WORK REQUIRED: How does the data below read from its first line through the line containing "Provide one marker per instance of the finger"? Print those lines exactly.

THE RECORDS:
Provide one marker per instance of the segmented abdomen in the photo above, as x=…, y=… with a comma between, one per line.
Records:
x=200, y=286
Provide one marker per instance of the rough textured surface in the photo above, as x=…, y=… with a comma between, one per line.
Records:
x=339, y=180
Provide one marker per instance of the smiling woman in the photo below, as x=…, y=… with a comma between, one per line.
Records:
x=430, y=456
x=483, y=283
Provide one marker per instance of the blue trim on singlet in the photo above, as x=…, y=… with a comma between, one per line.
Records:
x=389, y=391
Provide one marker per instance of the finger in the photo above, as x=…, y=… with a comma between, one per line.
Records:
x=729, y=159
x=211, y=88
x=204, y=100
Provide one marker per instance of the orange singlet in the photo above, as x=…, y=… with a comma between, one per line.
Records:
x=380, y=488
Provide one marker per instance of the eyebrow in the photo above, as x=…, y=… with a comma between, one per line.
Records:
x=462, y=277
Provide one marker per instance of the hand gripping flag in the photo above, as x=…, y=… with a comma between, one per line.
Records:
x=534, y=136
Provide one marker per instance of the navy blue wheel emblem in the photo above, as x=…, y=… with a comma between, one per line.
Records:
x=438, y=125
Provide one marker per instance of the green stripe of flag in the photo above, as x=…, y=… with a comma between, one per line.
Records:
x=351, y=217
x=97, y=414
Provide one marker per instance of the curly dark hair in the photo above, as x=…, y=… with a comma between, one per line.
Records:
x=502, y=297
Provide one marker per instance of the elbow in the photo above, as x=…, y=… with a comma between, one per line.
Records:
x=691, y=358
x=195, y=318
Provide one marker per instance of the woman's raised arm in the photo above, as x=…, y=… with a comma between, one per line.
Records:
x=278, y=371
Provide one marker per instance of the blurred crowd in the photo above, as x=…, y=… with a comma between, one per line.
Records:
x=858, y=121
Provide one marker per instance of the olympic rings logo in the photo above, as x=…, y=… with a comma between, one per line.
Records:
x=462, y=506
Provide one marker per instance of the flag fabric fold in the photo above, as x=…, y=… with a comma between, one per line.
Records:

RESPONSE TO THIS TASK:
Provide one marker per instance of the segmented abdomen in the photo above, as x=…, y=… with a comma between, one per line.
Records:
x=200, y=286
Provide one marker per instance of the rough textured surface in the photo above, as x=…, y=… with a comma between, one per line.
Records:
x=339, y=180
Provide one marker per instance of the smiling woman in the photo below, as x=…, y=… with a comma between, one per line.
Records:
x=430, y=456
x=483, y=283
Provide one marker per instance of the blue trim on singlet in the photo above, as x=…, y=… with a comma between, one per line.
Records:
x=389, y=391
Provide one marker per instance of the finger in the photo above, as x=…, y=… with a comma between, one per line.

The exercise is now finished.